_To do_
Give back the lines below verbatim, omitting all pictures.

_Given data_
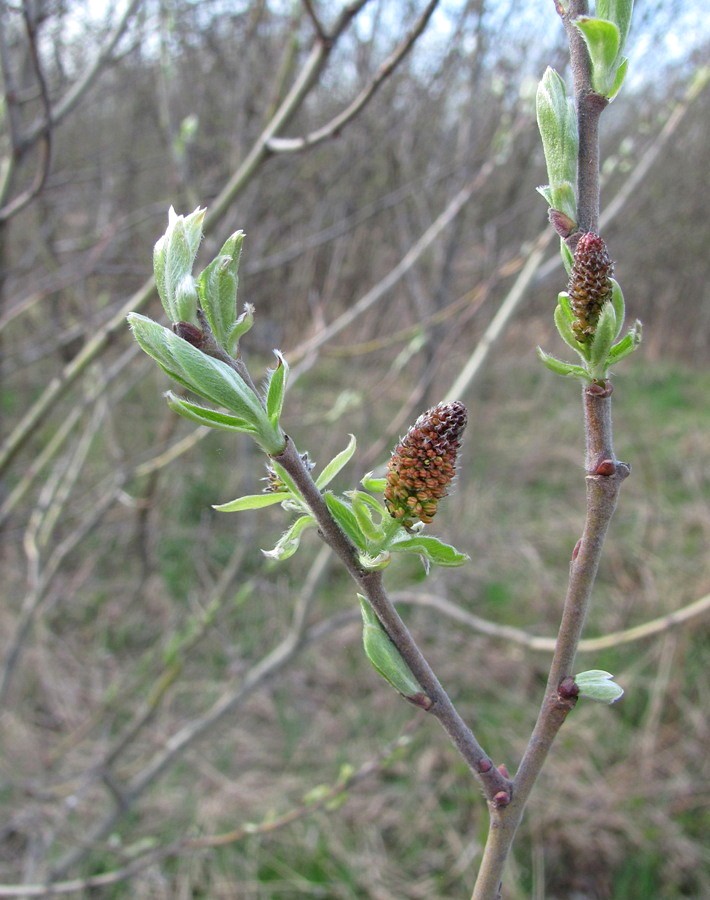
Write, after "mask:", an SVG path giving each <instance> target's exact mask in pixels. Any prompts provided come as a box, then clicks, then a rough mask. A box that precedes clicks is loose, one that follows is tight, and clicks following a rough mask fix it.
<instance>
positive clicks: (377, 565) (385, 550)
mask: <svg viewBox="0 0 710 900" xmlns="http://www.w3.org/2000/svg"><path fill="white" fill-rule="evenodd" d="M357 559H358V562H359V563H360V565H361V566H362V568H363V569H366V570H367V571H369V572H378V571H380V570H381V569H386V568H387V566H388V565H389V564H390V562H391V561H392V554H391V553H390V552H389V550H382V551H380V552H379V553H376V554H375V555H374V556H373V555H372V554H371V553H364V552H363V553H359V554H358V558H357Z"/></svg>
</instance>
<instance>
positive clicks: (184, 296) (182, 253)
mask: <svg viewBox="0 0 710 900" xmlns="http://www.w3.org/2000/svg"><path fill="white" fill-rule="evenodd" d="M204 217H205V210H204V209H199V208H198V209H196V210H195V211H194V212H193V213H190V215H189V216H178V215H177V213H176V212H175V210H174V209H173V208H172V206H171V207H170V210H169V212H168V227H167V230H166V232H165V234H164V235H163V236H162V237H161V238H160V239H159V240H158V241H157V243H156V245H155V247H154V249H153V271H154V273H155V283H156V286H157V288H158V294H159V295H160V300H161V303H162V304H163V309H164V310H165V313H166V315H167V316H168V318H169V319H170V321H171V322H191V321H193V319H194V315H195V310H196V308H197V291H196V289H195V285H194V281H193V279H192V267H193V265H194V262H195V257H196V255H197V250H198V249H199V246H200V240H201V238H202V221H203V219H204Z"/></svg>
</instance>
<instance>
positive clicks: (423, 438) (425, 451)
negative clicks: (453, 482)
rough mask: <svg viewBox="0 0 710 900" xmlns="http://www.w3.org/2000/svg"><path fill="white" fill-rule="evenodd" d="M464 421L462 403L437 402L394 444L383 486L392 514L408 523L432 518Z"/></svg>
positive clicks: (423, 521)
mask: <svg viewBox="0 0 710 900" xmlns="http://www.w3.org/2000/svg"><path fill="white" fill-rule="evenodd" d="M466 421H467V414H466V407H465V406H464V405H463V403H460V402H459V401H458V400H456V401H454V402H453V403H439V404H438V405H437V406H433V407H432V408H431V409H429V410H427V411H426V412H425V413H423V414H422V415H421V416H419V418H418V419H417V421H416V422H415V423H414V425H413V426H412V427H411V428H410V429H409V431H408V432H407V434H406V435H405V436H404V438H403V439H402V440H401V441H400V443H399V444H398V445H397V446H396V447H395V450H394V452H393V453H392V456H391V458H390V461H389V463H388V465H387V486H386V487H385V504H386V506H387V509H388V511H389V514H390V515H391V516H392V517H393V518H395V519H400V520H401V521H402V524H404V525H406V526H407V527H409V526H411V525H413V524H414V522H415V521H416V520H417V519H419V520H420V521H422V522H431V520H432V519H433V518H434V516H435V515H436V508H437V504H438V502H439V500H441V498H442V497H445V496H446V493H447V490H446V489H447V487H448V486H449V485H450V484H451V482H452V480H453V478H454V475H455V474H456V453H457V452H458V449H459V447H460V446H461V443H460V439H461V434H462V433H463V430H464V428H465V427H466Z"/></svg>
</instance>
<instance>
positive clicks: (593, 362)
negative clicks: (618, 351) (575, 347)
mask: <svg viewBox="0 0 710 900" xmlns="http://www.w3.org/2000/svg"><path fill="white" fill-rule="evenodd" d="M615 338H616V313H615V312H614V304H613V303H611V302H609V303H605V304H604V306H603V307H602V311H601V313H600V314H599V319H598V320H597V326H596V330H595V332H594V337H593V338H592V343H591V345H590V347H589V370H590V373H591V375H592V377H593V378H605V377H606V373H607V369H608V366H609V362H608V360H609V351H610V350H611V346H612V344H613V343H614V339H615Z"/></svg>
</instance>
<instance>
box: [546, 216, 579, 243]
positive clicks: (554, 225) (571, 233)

_Reply_
Write, after "mask:", an SVG path giving each <instance> target's exact mask in pixels. Any prompts provided come as a box, then clicks, then a rough mask. A box that precedes clicks is loose, one that follows is tight, and clicks following a rough mask fix it.
<instance>
positive clicks: (377, 565) (385, 550)
mask: <svg viewBox="0 0 710 900" xmlns="http://www.w3.org/2000/svg"><path fill="white" fill-rule="evenodd" d="M357 559H358V562H359V563H360V565H361V566H362V568H363V569H366V570H367V571H369V572H378V571H380V570H381V569H386V568H387V566H388V565H389V564H390V562H391V561H392V554H391V553H390V552H389V550H382V551H380V552H379V553H376V554H375V555H374V556H373V555H372V554H371V553H364V552H363V553H359V554H358V558H357Z"/></svg>
</instance>
<instance>
positive clicks: (184, 296) (182, 253)
mask: <svg viewBox="0 0 710 900" xmlns="http://www.w3.org/2000/svg"><path fill="white" fill-rule="evenodd" d="M204 217H205V210H204V209H199V208H198V209H196V210H195V211H194V212H193V213H190V215H189V216H178V215H177V213H176V212H175V210H174V209H173V208H172V206H171V207H170V210H169V212H168V227H167V230H166V232H165V234H164V235H163V236H162V237H161V238H160V239H159V240H158V241H157V243H156V245H155V247H154V249H153V271H154V273H155V283H156V286H157V288H158V294H159V295H160V300H161V303H162V304H163V309H164V310H165V313H166V315H167V316H168V318H169V319H170V321H171V322H191V321H193V319H194V315H195V310H196V308H197V291H196V289H195V285H194V281H193V279H192V267H193V265H194V262H195V257H196V255H197V250H198V249H199V246H200V240H201V238H202V221H203V219H204Z"/></svg>
</instance>
<instance>
positive clicks: (423, 438) (425, 451)
negative clicks: (453, 482)
rough mask: <svg viewBox="0 0 710 900" xmlns="http://www.w3.org/2000/svg"><path fill="white" fill-rule="evenodd" d="M464 421L462 403L437 402L394 444L383 486L392 514L408 523L432 518Z"/></svg>
positive clicks: (423, 521)
mask: <svg viewBox="0 0 710 900" xmlns="http://www.w3.org/2000/svg"><path fill="white" fill-rule="evenodd" d="M466 421H467V414H466V407H465V406H464V405H463V403H460V402H459V401H458V400H456V401H454V402H453V403H439V404H438V405H437V406H433V407H432V408H431V409H429V410H427V411H426V412H425V413H423V414H422V415H421V416H419V418H418V419H417V421H416V422H415V423H414V425H413V426H412V427H411V428H410V429H409V431H408V432H407V434H406V435H405V436H404V438H403V439H402V440H401V441H400V443H399V444H398V445H397V446H396V447H395V450H394V452H393V453H392V456H391V458H390V461H389V463H388V465H387V486H386V487H385V504H386V506H387V509H388V511H389V514H390V515H391V516H392V517H393V518H395V519H400V520H401V521H402V524H404V525H406V526H407V527H409V526H411V525H413V524H414V522H415V521H416V520H417V519H419V520H420V521H422V522H431V520H432V519H433V518H434V516H435V515H436V508H437V504H438V502H439V500H441V498H442V497H445V496H446V493H447V490H446V489H447V487H448V486H449V485H450V484H451V482H452V480H453V478H454V475H455V474H456V453H457V452H458V449H459V447H460V446H461V443H460V439H461V434H462V433H463V430H464V428H465V427H466Z"/></svg>
</instance>
<instance>
positive clicks: (593, 362)
negative clicks: (618, 351) (575, 347)
mask: <svg viewBox="0 0 710 900" xmlns="http://www.w3.org/2000/svg"><path fill="white" fill-rule="evenodd" d="M615 338H616V313H615V312H614V304H613V303H611V302H609V303H605V304H604V306H603V307H602V311H601V313H600V314H599V319H598V320H597V326H596V330H595V332H594V337H593V338H592V343H591V345H590V347H589V370H590V373H591V375H592V377H593V378H605V377H606V373H607V369H608V366H609V362H608V360H609V351H610V350H611V346H612V344H613V343H614V339H615Z"/></svg>
</instance>
<instance>
box: [546, 216, 579, 243]
positive clicks: (554, 225) (571, 233)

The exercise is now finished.